→ DOCUMENT:
Reputation: 187
Although the title looks easy, I have not found an answer here on StackOverflow. My problem is: I have a list of some elements. And each elemnt of the list also contains a list filled with some strings. That list inside list contains values that are empty (''), not null. I would like to remove the rows inside that list that are empty. How one can do it? I guess lapply would do the trick but I am not sure how to use it there.
Would be grateful for an advice! Thanks a lot!
EDIT: So my output looks like this
$'1'
1 text1
2 text2
3
4 text3
5 text4
$'2'
1 text1
2
3 text2
4
5 text3
My goal is to delete those rows that are empty so that it looked like this:
$'1'
1 text1
2 text2
3 text3
4 text4
$'2'
1 text1
2 text2
3 text3
Upvotes: 2
Views: 2077
Reputation: 35314
This is a surprisingly tough problem. First I synthesized some test data:
l <- list(list('a','b','','c','','d'),list('','e',''));
l;
## [[1]]
## [[1]][[1]]
## [1] "a"
##
## [[1]][[2]]
## [1] "b"
##
## [[1]][[3]]
## [1] ""
##
## [[1]][[4]]
## [1] "c"
##
## [[1]][[5]]
## [1] ""
##
## [[1]][[6]]
## [1] "d"
##
##
## [[2]]
## [[2]][[1]]
## [1] ""
##
## [[2]][[2]]
## [1] "e"
##
## [[2]][[3]]
## [1] ""
##
##
Here's my solution:
matches <- do.call(rbind,lapply(seq_along(l),function(li) cbind(li,which(do.call(c,l[[li]])==''))));
matches;
## li
## [1,] 1 3
## [2,] 1 5
## [3,] 2 1
## [4,] 2 3
invisible(apply(matches[rev(seq_len(nrow(matches))),],1,function(lri) l[[lri]] <<- NULL));
l;
## [[1]]
## [[1]][[1]]
## [1] "a"
##
## [[1]][[2]]
## [1] "b"
##
## [[1]][[3]]
## [1] "c"
##
## [[1]][[4]]
## [1] "d"
##
##
## [[2]]
## [[2]][[1]]
## [1] "e"
##
##
This uses recursive list indexing. This type of indexing is documented in Extract or Replace Parts of an Object:
[[ can be applied recursively to lists, so that if the single index i is a vector of length p, alist[[i]] is equivalent to alist[[i1]]...[[ip]] providing all but the final indexing results in a list.

→ PROMPT 1: Print the rows again word for word, from the line that contains "Where can you find the white baseboard" through the end of the rows, and omit the pictures.

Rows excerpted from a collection
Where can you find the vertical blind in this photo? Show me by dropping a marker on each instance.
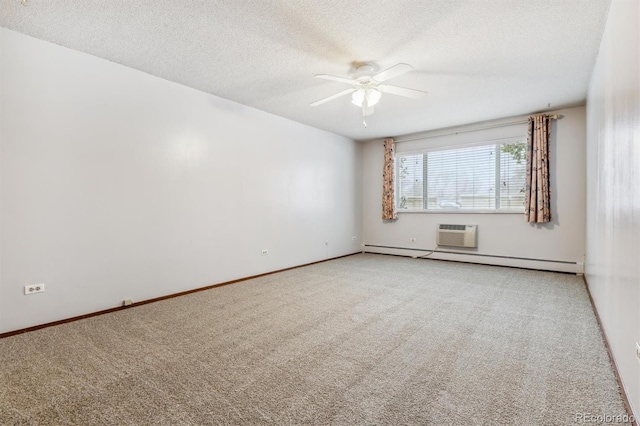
(480, 178)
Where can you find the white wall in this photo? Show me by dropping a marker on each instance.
(613, 189)
(507, 235)
(117, 184)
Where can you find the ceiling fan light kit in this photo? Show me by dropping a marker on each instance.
(366, 88)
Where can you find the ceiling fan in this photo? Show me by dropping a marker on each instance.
(367, 88)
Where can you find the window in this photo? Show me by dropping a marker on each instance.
(477, 178)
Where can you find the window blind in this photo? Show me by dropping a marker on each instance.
(479, 178)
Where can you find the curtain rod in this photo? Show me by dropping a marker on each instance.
(510, 123)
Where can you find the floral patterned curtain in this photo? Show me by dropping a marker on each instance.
(537, 193)
(388, 183)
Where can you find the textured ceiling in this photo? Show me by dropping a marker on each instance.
(478, 59)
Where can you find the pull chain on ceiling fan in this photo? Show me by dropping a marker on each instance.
(367, 88)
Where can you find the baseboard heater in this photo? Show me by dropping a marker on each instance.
(457, 235)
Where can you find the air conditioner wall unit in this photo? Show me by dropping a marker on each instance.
(457, 235)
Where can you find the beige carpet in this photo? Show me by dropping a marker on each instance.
(366, 339)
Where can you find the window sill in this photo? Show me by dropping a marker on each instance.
(460, 212)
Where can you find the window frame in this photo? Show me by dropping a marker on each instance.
(425, 151)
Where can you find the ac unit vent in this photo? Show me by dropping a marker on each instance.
(457, 235)
(453, 227)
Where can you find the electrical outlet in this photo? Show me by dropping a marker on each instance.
(34, 288)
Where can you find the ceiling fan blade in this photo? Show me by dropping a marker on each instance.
(335, 78)
(392, 72)
(402, 91)
(332, 97)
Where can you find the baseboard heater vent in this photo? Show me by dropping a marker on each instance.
(457, 235)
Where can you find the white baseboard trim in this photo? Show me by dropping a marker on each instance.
(485, 259)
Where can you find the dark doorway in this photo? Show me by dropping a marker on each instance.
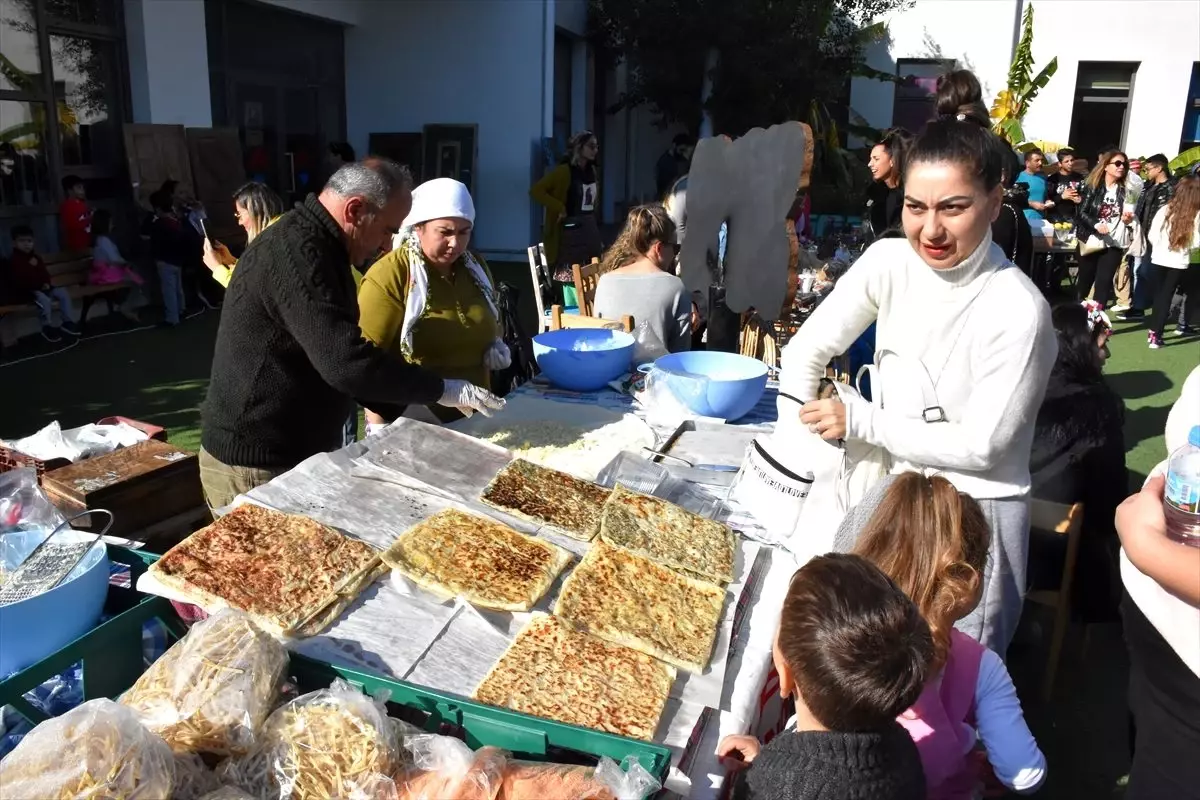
(285, 92)
(1102, 106)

→ PROMPT 2: According to the post about removing empty strings from nested R lists, what type of indexing does the proposed solution use?

→ WORKED ANSWER 1:
Where can you find the white baseboard trim in this photo? Show me by dropping a marker on each instance.
(485, 259)
Where can you find the dark doorway in this photo? Show me by dropping a marker on each instance.
(285, 92)
(1102, 106)

→ WORKED ANSWER 2: Recursive list indexing.